Explore the material:
**1.** In the essay on where story ideas come from, what does comic artist Warren Ellis say he fills his mind with?
**2.** Pick up the essay on where story ideas come from right after its final sentence and keep writing in the same voice.

[Source passage Boundary: Start]

Where Ideas Come From

A few weeks ago, a friend of mine asked me where I get my story ideas. I was thrilled because it seems like this question is some sort of rite of passage. In Stephen King’s On Writing, he talks about how fans ask him (and every other author he knows) all the time. His answer is basically that good ideas just come to you sometimes and you have to remain open to and aware of those sudden flashes of insight. Comic artist Warren Ellis said something to the effect that he fills his mind with a lot of junk and stories sometimes emerge, sort of in a primordial soup kind of way.

My favorite, and the one that resonates most with me, is the observation, I think it was Neil Gaiman, that, “The difference between a writer and other people is that when a normal person brakes their arm they shout, ‘Take me to the hospital,’ but when a writer breaks her arm, she shouts, ‘Get me a pen!'”

Everyone has great story ideas all the time, whether real of fiction, it’s just a matter of writing them down. I’m not saying every time you have a flash of insight you immediately sit down and write out a story, but most of the time you just have to give your intuition the benefit of the doubt.

[Source passage Boundary: End]
[Input data Boundary: Start]

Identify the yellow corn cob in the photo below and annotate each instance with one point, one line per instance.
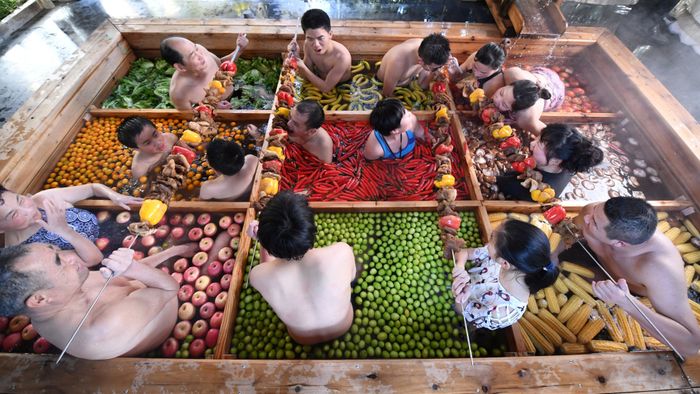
(576, 289)
(532, 304)
(600, 346)
(590, 330)
(543, 328)
(568, 309)
(556, 325)
(623, 321)
(610, 324)
(579, 318)
(551, 297)
(573, 348)
(577, 269)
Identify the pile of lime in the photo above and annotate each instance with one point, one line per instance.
(401, 298)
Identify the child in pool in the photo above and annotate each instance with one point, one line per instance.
(49, 217)
(516, 263)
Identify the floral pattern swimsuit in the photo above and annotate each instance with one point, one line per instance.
(489, 304)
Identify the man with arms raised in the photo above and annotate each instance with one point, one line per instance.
(309, 289)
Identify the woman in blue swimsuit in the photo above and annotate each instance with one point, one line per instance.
(395, 131)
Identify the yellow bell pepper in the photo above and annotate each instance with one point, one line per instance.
(446, 180)
(269, 186)
(191, 137)
(152, 211)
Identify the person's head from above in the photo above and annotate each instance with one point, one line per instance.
(390, 117)
(17, 212)
(286, 226)
(184, 54)
(620, 221)
(563, 146)
(433, 52)
(305, 117)
(38, 275)
(225, 157)
(488, 59)
(524, 247)
(140, 133)
(316, 25)
(519, 95)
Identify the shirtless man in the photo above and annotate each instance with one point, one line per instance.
(413, 59)
(622, 233)
(135, 313)
(195, 67)
(305, 121)
(309, 289)
(326, 62)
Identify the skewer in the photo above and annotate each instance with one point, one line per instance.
(92, 305)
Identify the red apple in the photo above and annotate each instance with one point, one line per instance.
(195, 234)
(205, 244)
(199, 328)
(199, 259)
(203, 219)
(228, 266)
(213, 289)
(29, 333)
(211, 337)
(202, 282)
(185, 293)
(186, 311)
(191, 274)
(197, 348)
(41, 345)
(199, 298)
(225, 221)
(18, 323)
(225, 281)
(207, 310)
(216, 318)
(169, 347)
(182, 329)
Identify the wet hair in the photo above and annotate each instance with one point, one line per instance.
(168, 53)
(314, 112)
(434, 49)
(315, 19)
(224, 156)
(286, 226)
(632, 220)
(526, 93)
(16, 286)
(130, 128)
(526, 248)
(576, 152)
(491, 55)
(386, 116)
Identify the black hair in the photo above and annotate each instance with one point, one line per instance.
(526, 93)
(434, 49)
(224, 156)
(632, 220)
(526, 248)
(16, 286)
(169, 53)
(491, 55)
(314, 111)
(314, 19)
(386, 116)
(286, 226)
(576, 152)
(130, 128)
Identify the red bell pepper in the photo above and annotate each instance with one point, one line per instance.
(555, 214)
(189, 155)
(450, 221)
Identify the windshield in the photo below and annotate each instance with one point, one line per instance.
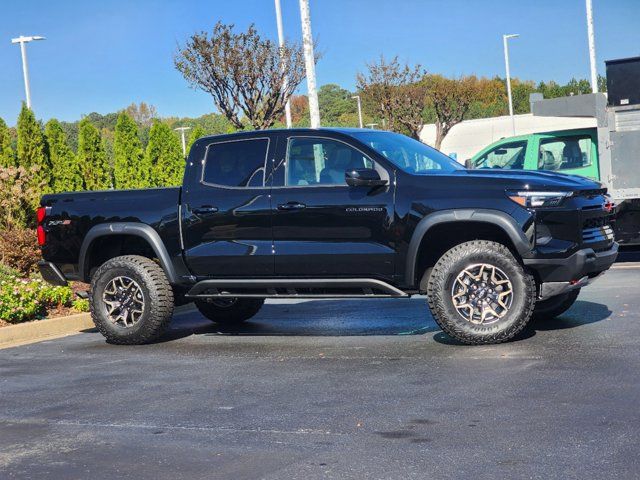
(408, 154)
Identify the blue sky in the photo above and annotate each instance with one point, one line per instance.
(101, 56)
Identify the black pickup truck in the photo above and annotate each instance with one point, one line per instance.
(331, 213)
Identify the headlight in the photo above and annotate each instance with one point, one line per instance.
(538, 199)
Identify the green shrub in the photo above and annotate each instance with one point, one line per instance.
(22, 300)
(19, 250)
(7, 273)
(80, 305)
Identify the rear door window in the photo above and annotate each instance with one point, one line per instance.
(507, 155)
(236, 163)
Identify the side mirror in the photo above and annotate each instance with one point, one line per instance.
(363, 177)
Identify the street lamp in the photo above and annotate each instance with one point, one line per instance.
(184, 142)
(22, 40)
(285, 79)
(506, 63)
(357, 97)
(592, 48)
(310, 63)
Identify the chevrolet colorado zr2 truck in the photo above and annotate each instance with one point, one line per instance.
(340, 213)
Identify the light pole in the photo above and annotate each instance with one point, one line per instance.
(592, 48)
(22, 40)
(357, 97)
(505, 38)
(184, 141)
(310, 64)
(285, 79)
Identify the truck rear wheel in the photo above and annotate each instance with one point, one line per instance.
(131, 300)
(555, 306)
(227, 311)
(479, 293)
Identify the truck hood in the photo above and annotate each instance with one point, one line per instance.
(531, 180)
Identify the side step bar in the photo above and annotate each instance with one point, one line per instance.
(295, 288)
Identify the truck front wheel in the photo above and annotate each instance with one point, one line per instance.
(479, 293)
(227, 311)
(131, 300)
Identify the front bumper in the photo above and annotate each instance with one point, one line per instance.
(561, 275)
(52, 274)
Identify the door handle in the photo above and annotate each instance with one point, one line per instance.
(205, 210)
(291, 206)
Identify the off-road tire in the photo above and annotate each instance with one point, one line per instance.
(243, 309)
(440, 300)
(158, 300)
(555, 306)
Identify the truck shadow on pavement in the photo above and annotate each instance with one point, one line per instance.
(328, 318)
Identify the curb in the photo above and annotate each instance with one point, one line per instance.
(47, 329)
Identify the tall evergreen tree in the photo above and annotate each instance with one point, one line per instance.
(92, 157)
(7, 155)
(65, 171)
(196, 133)
(164, 154)
(131, 169)
(32, 151)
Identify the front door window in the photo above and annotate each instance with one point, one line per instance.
(321, 161)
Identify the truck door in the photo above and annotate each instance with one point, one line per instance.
(574, 153)
(226, 209)
(322, 227)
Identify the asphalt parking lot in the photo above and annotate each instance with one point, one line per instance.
(334, 389)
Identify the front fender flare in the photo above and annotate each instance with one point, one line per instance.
(128, 228)
(498, 218)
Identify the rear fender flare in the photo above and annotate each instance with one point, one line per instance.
(141, 230)
(498, 218)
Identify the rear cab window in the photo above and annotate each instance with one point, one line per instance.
(565, 153)
(236, 163)
(509, 155)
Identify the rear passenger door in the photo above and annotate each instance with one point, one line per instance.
(226, 210)
(321, 226)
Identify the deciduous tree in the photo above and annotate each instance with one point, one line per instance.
(65, 171)
(242, 72)
(449, 99)
(130, 168)
(395, 93)
(142, 113)
(164, 155)
(92, 158)
(196, 132)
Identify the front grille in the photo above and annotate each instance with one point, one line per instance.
(597, 234)
(590, 193)
(596, 222)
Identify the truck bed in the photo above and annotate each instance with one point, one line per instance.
(71, 215)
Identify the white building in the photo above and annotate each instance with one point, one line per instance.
(469, 137)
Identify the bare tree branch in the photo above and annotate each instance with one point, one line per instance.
(243, 73)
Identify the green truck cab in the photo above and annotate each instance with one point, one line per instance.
(574, 152)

[Input data Boundary: End]

Outputs by task:
**1.** A lot of junk.

**2.**
My story, “Where You End and the World Begins,” has a frankly bizarre genesis, and it didn’t come to me all at once.  It started with a friend of mine mentioning that his mother used to belong to some cult-like church that kept trying to compel the family to come back. One day, when the acquaintance was a little kid, some of these church members apparently came to the house while his mother was in the shower and tried to lure him into a car. His mother’s parent-sense tingled and she ran out of the house naked, grabbed him, and yelled at the parishioners to leave her family alone.

Somehow, that’s where the zealot in the story came from.

The second component, the main character who has a preternatural talent for finding things, was a little more personal and ongoing. I lose things a lot. I’m forgetful and I have a bad habit of setting things down in places the don’t belong. I’ve long wanted to be able to hire a contractor whose job it is to find all the things I’ve misplaced.

That’s it. Two weird bits of information that became a story.

So, if you’ve ever wondered where ideas come from, you already know. It’s just a matter of paying attention and writing them down when you can.

And if you’re doing Nano, get back to it.